(Selected extract begins)

Joe had something of a Coach’s Corner Show on local Rochester television then. He spent one episode going over the fundamentals of fighting in hockey. (“Be sure to get the first punch in,” he said.”) You could almost picture the mothers of young hockey players screaming in dismay. Last I knew, broadcaster Pete Weber still has the video of that show. What I didn’t know until now is that Crozier was diagnosed with depression during that time. Joe always had taken the losses hard. His days as a head coach were about over.
The next season Joe was back behind the bench in Buffalo, serving as an assistant coach under Scotty Bowman. Crozier told me about the time that he looked over and saw Bowman having a meltdown over some issue that seemed important at the time. Joe leaned over and whispered to Craig Ramsay, “Can you believe I lost a playoff series to this guy (Montreal, 1973)?”
Crozier then became an assistant to Bowman, and had a memorable moment before a game. Joe was sitting in the press box when he noticed a sign that was critical of Bowman had been posted on an Aud wall. He almost ran out of the press box and down the stairs to personally rip the sign off. You could never question Joe’s loyalty.
A different role
His job status changed once Scotty departed. He started working with the minor leaguers, but it was always a treat to sit and talk hockey around the Sabres’ office when he had the time to do so … which he always did. When the Sabres started changing head coaches with alarming frequency in that era, I heard that Joe had volunteered to make a comeback and coach the team. But he was told a return to the early 1970s wouldn’t happen – perhaps because the team knew of his mental health issues would always be lurking.

(Selected extract ends)

• **Your goal**:
Reproduce the passage above about Joe Crozier word for word, between "Joe had something" and "were about over.", inclusive.

(Dataset begins)

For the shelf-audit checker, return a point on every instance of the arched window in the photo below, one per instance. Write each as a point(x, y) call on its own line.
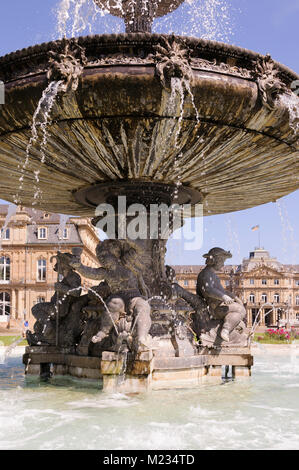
point(42, 233)
point(4, 269)
point(5, 234)
point(41, 270)
point(4, 303)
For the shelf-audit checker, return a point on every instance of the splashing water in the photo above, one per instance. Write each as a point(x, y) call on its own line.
point(40, 121)
point(209, 19)
point(288, 235)
point(12, 209)
point(77, 17)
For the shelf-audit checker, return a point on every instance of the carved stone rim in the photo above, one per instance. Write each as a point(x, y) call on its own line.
point(138, 191)
point(10, 63)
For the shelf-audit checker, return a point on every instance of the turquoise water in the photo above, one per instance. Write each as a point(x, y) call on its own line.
point(256, 413)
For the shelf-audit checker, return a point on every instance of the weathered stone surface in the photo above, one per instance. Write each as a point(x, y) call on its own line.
point(168, 363)
point(118, 126)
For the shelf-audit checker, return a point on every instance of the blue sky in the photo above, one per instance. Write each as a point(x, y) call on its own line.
point(266, 26)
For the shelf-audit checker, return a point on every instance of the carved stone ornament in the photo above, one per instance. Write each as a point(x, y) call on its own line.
point(269, 82)
point(67, 66)
point(172, 58)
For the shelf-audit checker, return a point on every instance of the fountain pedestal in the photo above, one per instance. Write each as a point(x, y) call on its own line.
point(148, 371)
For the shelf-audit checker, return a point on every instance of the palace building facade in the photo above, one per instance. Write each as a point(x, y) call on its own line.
point(28, 242)
point(266, 287)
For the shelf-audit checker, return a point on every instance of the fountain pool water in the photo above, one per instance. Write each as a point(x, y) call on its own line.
point(260, 413)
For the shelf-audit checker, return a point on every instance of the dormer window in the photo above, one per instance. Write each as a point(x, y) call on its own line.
point(5, 234)
point(41, 270)
point(42, 233)
point(276, 298)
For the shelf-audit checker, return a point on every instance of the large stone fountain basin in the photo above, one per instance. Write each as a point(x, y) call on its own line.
point(121, 124)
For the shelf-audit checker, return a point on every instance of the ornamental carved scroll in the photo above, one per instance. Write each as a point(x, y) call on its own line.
point(269, 83)
point(67, 66)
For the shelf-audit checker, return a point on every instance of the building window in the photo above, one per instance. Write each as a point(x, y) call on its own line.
point(41, 270)
point(42, 233)
point(4, 303)
point(264, 298)
point(5, 234)
point(276, 298)
point(4, 269)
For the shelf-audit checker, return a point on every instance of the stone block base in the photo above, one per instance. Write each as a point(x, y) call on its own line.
point(147, 371)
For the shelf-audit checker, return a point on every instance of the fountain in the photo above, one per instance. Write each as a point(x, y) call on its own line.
point(153, 121)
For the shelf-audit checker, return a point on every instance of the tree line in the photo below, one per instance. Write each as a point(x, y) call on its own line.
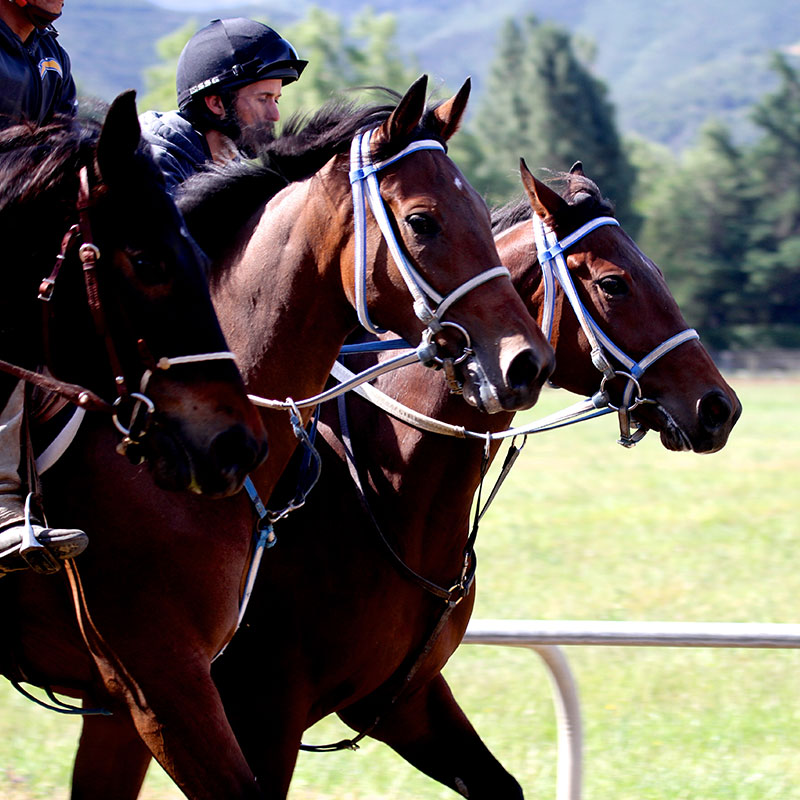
point(722, 219)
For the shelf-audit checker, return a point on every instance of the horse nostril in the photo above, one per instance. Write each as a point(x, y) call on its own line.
point(524, 371)
point(235, 450)
point(714, 410)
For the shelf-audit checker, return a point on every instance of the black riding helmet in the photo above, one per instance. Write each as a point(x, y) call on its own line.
point(230, 53)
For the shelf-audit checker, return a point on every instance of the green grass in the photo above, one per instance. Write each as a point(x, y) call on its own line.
point(584, 529)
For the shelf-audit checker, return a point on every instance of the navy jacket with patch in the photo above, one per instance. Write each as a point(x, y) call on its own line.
point(36, 78)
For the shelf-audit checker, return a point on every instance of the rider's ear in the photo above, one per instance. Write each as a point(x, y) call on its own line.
point(546, 204)
point(449, 113)
point(215, 105)
point(119, 138)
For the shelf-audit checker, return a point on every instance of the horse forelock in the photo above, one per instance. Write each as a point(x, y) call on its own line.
point(583, 197)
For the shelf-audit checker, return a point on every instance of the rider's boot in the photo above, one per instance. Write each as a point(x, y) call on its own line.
point(28, 545)
point(24, 542)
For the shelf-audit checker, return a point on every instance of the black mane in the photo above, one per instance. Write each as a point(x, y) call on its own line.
point(223, 198)
point(584, 197)
point(40, 165)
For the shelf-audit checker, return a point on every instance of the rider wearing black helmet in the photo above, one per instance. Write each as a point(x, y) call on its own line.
point(36, 85)
point(229, 79)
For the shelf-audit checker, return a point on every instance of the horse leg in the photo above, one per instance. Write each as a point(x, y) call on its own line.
point(179, 716)
point(268, 722)
point(111, 761)
point(430, 731)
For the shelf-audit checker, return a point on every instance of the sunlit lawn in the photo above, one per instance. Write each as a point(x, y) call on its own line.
point(584, 529)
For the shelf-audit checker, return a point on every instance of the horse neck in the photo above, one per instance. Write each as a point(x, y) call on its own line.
point(424, 482)
point(282, 306)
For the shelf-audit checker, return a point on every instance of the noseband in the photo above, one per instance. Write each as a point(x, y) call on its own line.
point(550, 253)
point(365, 187)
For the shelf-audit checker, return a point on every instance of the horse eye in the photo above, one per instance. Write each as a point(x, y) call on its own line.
point(613, 285)
point(422, 224)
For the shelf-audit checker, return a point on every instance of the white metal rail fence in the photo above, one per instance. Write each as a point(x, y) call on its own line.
point(544, 637)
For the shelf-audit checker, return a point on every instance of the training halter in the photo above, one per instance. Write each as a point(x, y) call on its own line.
point(365, 187)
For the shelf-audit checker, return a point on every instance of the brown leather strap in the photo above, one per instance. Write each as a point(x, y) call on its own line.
point(89, 255)
point(84, 398)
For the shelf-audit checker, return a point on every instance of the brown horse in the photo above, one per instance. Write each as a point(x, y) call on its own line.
point(163, 590)
point(354, 634)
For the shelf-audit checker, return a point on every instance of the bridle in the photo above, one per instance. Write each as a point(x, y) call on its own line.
point(142, 407)
point(550, 253)
point(365, 188)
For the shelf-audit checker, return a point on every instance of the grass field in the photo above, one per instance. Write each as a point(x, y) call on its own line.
point(584, 529)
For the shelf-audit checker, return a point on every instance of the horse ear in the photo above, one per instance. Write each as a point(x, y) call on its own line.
point(408, 113)
point(119, 138)
point(449, 113)
point(544, 201)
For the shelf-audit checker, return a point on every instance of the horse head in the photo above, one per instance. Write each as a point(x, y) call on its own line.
point(649, 361)
point(462, 306)
point(152, 338)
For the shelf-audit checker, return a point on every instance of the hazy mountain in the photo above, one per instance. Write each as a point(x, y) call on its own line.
point(669, 64)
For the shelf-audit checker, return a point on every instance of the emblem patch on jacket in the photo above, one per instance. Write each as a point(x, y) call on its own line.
point(50, 65)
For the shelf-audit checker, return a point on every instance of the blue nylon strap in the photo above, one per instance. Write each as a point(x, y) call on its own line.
point(374, 347)
point(252, 492)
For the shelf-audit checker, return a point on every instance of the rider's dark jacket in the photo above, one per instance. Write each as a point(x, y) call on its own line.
point(178, 149)
point(36, 78)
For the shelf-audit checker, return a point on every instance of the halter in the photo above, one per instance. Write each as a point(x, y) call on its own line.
point(365, 187)
point(554, 268)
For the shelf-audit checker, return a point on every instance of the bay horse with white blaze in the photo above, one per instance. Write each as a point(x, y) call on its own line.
point(163, 591)
point(367, 637)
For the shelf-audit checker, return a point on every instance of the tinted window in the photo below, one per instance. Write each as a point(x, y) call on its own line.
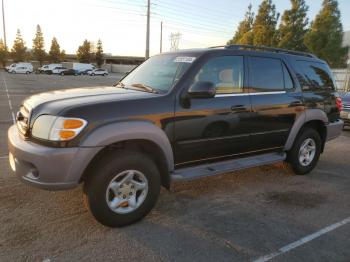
point(226, 72)
point(315, 76)
point(288, 82)
point(266, 74)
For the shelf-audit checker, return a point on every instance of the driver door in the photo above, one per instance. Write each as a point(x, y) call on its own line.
point(209, 129)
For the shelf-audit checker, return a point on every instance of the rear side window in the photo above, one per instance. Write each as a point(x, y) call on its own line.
point(266, 74)
point(314, 76)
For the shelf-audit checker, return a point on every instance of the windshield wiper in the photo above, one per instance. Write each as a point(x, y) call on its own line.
point(145, 87)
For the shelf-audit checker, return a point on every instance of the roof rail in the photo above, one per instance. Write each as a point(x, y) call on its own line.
point(266, 48)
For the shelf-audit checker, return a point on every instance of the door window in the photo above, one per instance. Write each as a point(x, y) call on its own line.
point(266, 74)
point(226, 72)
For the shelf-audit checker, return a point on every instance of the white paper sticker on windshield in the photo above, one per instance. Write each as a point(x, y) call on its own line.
point(184, 59)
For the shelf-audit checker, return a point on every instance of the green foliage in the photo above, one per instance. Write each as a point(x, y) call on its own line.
point(244, 34)
point(293, 26)
point(84, 53)
point(39, 46)
point(99, 53)
point(326, 35)
point(264, 26)
point(3, 53)
point(19, 49)
point(55, 54)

(Dataset ends)

• **Task output**:
Joe had something of a Coach’s Corner Show on local Rochester television then. He spent one episode going over the fundamentals of fighting in hockey. (“Be sure to get the first punch in,” he said.”) You could almost picture the mothers of young hockey players screaming in dismay. Last I knew, broadcaster Pete Weber still has the video of that show. What I didn’t know until now is that Crozier was diagnosed with depression during that time. Joe always had taken the losses hard. His days as a head coach were about over.